Start of RECORDED INFORMATION
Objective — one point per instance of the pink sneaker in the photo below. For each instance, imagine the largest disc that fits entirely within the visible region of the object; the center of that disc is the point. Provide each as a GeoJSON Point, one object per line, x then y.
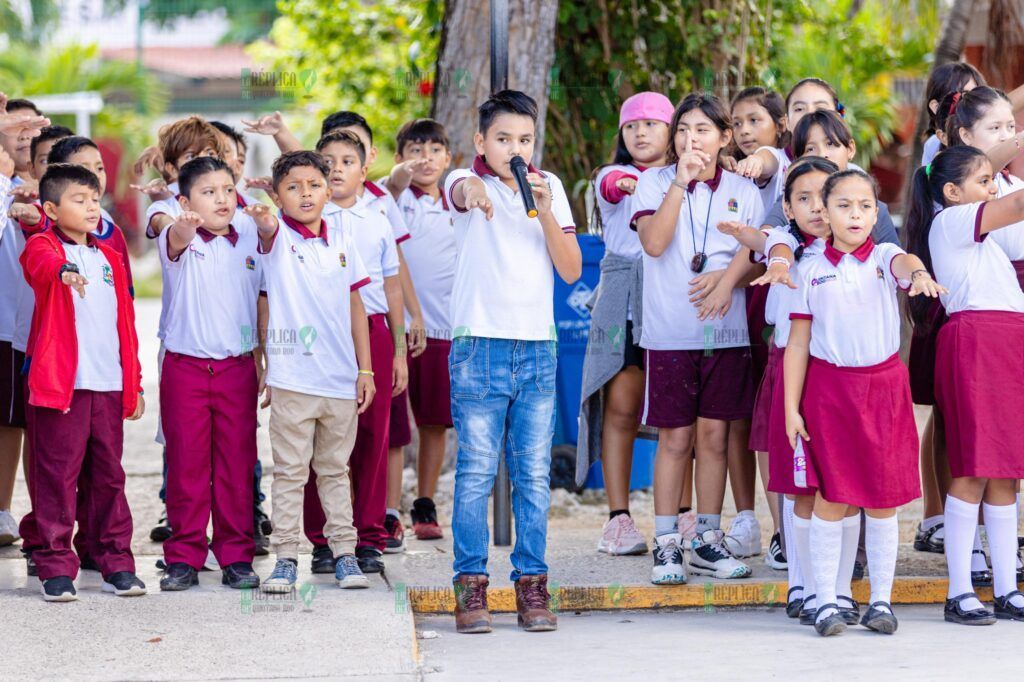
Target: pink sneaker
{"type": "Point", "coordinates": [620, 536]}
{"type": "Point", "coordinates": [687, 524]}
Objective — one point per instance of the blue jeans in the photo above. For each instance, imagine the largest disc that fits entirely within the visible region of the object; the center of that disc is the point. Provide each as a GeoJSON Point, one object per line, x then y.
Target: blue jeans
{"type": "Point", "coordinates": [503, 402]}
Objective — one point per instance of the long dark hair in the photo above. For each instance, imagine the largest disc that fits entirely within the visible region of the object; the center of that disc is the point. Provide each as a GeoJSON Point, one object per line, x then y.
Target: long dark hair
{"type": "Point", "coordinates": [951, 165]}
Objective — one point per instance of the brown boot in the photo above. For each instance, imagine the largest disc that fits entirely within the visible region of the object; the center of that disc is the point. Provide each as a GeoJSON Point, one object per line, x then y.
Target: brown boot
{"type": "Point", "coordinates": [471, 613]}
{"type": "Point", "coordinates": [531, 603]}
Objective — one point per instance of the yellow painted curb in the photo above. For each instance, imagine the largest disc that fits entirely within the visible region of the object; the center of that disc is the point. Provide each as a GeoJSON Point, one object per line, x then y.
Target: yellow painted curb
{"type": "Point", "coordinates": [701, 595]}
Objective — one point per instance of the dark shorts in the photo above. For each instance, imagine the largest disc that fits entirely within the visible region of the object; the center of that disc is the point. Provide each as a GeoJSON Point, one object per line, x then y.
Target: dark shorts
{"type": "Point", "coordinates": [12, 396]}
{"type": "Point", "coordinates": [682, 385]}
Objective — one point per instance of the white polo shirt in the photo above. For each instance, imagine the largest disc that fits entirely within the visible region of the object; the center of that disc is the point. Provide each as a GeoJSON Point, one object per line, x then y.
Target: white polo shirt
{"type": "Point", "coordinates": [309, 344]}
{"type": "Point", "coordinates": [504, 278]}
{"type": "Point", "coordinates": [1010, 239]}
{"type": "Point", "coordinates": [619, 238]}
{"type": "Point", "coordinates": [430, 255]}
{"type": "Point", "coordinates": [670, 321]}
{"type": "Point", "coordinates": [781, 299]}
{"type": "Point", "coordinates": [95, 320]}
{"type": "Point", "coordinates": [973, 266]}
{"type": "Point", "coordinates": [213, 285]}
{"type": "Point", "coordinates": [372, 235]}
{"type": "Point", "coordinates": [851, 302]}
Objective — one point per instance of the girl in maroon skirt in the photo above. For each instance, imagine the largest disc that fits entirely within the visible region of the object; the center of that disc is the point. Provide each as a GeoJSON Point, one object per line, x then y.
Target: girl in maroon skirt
End of RECORDED INFORMATION
An exact copy of the data is required, with the pictures excluded.

Objective — one point per instance of the pink sneaker in the photo below. For each instance, imagine the largest disc that fits entirely within the visible region of the object; the center of that disc is the point. Provide each as a GeoJSON Point, one object per line, x then y.
Target: pink sneaker
{"type": "Point", "coordinates": [620, 536]}
{"type": "Point", "coordinates": [687, 524]}
Objective — one point per instance of the blue jeans in the photo above. For each instance, imagine the largest disc that fits entirely within the visible region of the object; the center of that disc is the point. Provide each as a GeoJSON Point, one object per line, x then y.
Target: blue jeans
{"type": "Point", "coordinates": [503, 402]}
Objective — one point per instance of the long dark hair in the photo above. For each instance, imagine the largest disc that fits entirely within the visible region of the object; the center of that disc is the point. Provide each as a GeoJSON Point, one object per line, x then y.
Target: long dark hair
{"type": "Point", "coordinates": [951, 165]}
Objective — one point per instance of the brown boot in the photo above. For each instance, imagine the largest disc that fits entirely within the visible region of the object; the center of that disc is the point. Provide each as a GeoJSON Point, one object per line, x then y.
Target: brown boot
{"type": "Point", "coordinates": [471, 613]}
{"type": "Point", "coordinates": [531, 603]}
Objective — one point per instance of the yellow painted curb in the photo above. For each instance, imagine the largest disc that fits entirely within the visible region of the object; the center of that disc is the point. Provide each as a GeoJSON Point, one object per line, x then y.
Target: yellow painted curb
{"type": "Point", "coordinates": [701, 595]}
Objective — one point per instance of the dark shorts in the photo above. For each instance, imagine the largest disc that fits entirely within the visible region of the object; the center of that disc is the point. Provide each as a GeoJSON Point, one object per line, x then y.
Target: dark shorts
{"type": "Point", "coordinates": [12, 396]}
{"type": "Point", "coordinates": [682, 385]}
Objective — one point per instance of the white polo shirt in the photo above. For each instance, imagine the largest disc that fits entirely within the visible region of the object; the center of that disc is the point. Provide each as a GeoJSON Point, one object per line, x then y.
Target: white polo shirt
{"type": "Point", "coordinates": [309, 344]}
{"type": "Point", "coordinates": [504, 278]}
{"type": "Point", "coordinates": [1010, 239]}
{"type": "Point", "coordinates": [619, 238]}
{"type": "Point", "coordinates": [430, 255]}
{"type": "Point", "coordinates": [670, 321]}
{"type": "Point", "coordinates": [781, 299]}
{"type": "Point", "coordinates": [95, 320]}
{"type": "Point", "coordinates": [973, 266]}
{"type": "Point", "coordinates": [213, 285]}
{"type": "Point", "coordinates": [372, 235]}
{"type": "Point", "coordinates": [851, 302]}
Objective — one point per instance of the girl in maroon skirt in the photo above. For each instance, imagine the largest disc that fits entirely within the visible region of the object; the center of that disc is the point. Provide each as a GeoJSON Point, one object per line, x then y.
Target: girl in maroon skirt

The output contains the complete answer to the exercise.